→ **Records from a data source**:
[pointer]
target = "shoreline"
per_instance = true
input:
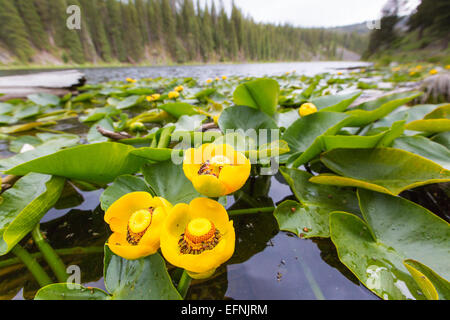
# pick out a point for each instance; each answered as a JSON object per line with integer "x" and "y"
{"x": 113, "y": 65}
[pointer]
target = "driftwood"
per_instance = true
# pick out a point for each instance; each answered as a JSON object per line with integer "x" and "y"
{"x": 58, "y": 83}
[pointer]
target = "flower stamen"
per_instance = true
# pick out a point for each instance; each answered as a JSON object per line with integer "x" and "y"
{"x": 200, "y": 235}
{"x": 138, "y": 224}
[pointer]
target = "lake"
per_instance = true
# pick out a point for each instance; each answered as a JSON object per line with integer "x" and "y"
{"x": 203, "y": 72}
{"x": 267, "y": 264}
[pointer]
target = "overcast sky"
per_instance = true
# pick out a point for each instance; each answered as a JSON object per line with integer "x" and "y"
{"x": 310, "y": 13}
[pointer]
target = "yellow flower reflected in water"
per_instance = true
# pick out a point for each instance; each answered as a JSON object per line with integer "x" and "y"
{"x": 136, "y": 220}
{"x": 216, "y": 170}
{"x": 174, "y": 95}
{"x": 307, "y": 109}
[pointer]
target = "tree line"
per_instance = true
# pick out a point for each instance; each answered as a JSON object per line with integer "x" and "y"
{"x": 159, "y": 31}
{"x": 430, "y": 21}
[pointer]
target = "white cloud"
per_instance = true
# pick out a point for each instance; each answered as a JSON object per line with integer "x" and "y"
{"x": 310, "y": 13}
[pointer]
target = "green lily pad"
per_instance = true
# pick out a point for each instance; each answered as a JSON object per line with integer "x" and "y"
{"x": 433, "y": 286}
{"x": 304, "y": 135}
{"x": 156, "y": 154}
{"x": 426, "y": 148}
{"x": 169, "y": 182}
{"x": 363, "y": 142}
{"x": 261, "y": 94}
{"x": 24, "y": 205}
{"x": 395, "y": 229}
{"x": 442, "y": 138}
{"x": 97, "y": 163}
{"x": 244, "y": 119}
{"x": 371, "y": 111}
{"x": 178, "y": 109}
{"x": 335, "y": 103}
{"x": 384, "y": 170}
{"x": 429, "y": 125}
{"x": 286, "y": 119}
{"x": 121, "y": 186}
{"x": 442, "y": 112}
{"x": 94, "y": 136}
{"x": 44, "y": 99}
{"x": 409, "y": 114}
{"x": 126, "y": 103}
{"x": 142, "y": 279}
{"x": 309, "y": 217}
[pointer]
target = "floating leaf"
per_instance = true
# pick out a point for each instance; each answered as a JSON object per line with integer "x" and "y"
{"x": 52, "y": 144}
{"x": 371, "y": 111}
{"x": 245, "y": 119}
{"x": 143, "y": 279}
{"x": 335, "y": 103}
{"x": 44, "y": 99}
{"x": 169, "y": 182}
{"x": 97, "y": 163}
{"x": 442, "y": 112}
{"x": 363, "y": 142}
{"x": 430, "y": 125}
{"x": 304, "y": 135}
{"x": 433, "y": 286}
{"x": 120, "y": 187}
{"x": 261, "y": 94}
{"x": 156, "y": 154}
{"x": 24, "y": 205}
{"x": 178, "y": 109}
{"x": 384, "y": 170}
{"x": 443, "y": 138}
{"x": 310, "y": 217}
{"x": 70, "y": 291}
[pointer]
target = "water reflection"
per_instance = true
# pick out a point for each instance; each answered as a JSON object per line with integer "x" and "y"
{"x": 203, "y": 72}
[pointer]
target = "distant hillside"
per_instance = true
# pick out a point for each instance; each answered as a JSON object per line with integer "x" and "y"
{"x": 422, "y": 36}
{"x": 34, "y": 32}
{"x": 359, "y": 28}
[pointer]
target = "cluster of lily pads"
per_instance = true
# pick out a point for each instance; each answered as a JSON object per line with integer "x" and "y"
{"x": 170, "y": 152}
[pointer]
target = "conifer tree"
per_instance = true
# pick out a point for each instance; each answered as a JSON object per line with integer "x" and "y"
{"x": 35, "y": 29}
{"x": 113, "y": 26}
{"x": 13, "y": 31}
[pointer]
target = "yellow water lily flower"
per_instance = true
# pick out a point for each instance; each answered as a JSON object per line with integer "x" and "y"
{"x": 216, "y": 170}
{"x": 307, "y": 109}
{"x": 198, "y": 237}
{"x": 136, "y": 220}
{"x": 137, "y": 126}
{"x": 153, "y": 97}
{"x": 174, "y": 94}
{"x": 433, "y": 71}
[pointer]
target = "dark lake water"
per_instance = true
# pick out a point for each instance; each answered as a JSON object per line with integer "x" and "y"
{"x": 202, "y": 72}
{"x": 267, "y": 264}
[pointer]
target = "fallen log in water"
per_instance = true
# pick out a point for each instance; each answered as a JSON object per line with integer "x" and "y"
{"x": 58, "y": 83}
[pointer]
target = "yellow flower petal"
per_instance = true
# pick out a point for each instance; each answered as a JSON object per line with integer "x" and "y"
{"x": 121, "y": 210}
{"x": 209, "y": 186}
{"x": 203, "y": 264}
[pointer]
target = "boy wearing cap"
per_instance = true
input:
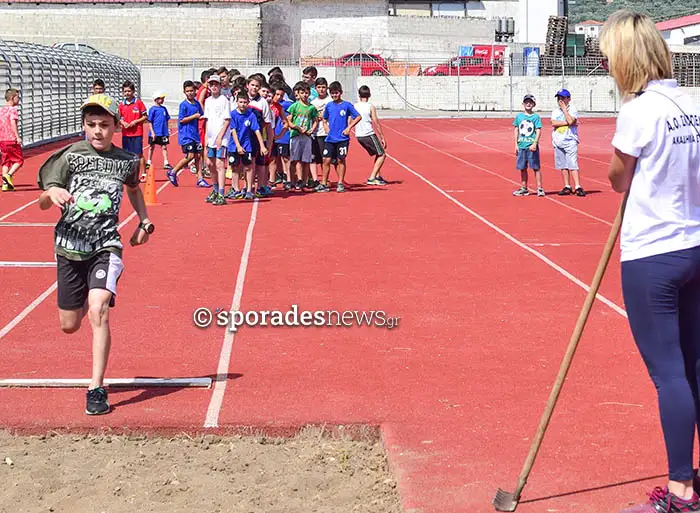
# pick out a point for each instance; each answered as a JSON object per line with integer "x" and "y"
{"x": 217, "y": 116}
{"x": 158, "y": 117}
{"x": 528, "y": 128}
{"x": 85, "y": 180}
{"x": 565, "y": 141}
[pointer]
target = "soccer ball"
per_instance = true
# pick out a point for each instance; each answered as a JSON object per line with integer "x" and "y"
{"x": 526, "y": 128}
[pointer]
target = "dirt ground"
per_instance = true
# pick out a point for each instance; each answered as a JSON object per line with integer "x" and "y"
{"x": 239, "y": 474}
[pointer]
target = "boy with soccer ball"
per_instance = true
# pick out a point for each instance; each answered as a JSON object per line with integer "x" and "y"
{"x": 528, "y": 128}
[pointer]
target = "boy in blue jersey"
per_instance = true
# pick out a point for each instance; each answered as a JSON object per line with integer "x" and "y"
{"x": 244, "y": 124}
{"x": 528, "y": 128}
{"x": 188, "y": 133}
{"x": 335, "y": 147}
{"x": 158, "y": 117}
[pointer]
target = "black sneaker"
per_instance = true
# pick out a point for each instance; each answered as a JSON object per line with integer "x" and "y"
{"x": 97, "y": 402}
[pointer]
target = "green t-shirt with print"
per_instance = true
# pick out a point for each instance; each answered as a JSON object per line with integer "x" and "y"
{"x": 303, "y": 116}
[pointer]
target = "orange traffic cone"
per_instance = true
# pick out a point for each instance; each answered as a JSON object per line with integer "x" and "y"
{"x": 150, "y": 193}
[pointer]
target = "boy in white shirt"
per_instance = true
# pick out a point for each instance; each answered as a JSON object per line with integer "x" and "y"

→ **Exercise brief**: In the entries above, find each line that has the word "water". Copy it.

→ **Exercise solution**:
target = "yellow flower reflected in water"
target = "water reflection"
target = "yellow water lily flower"
target = "dark lake water"
target = "fallen log in water"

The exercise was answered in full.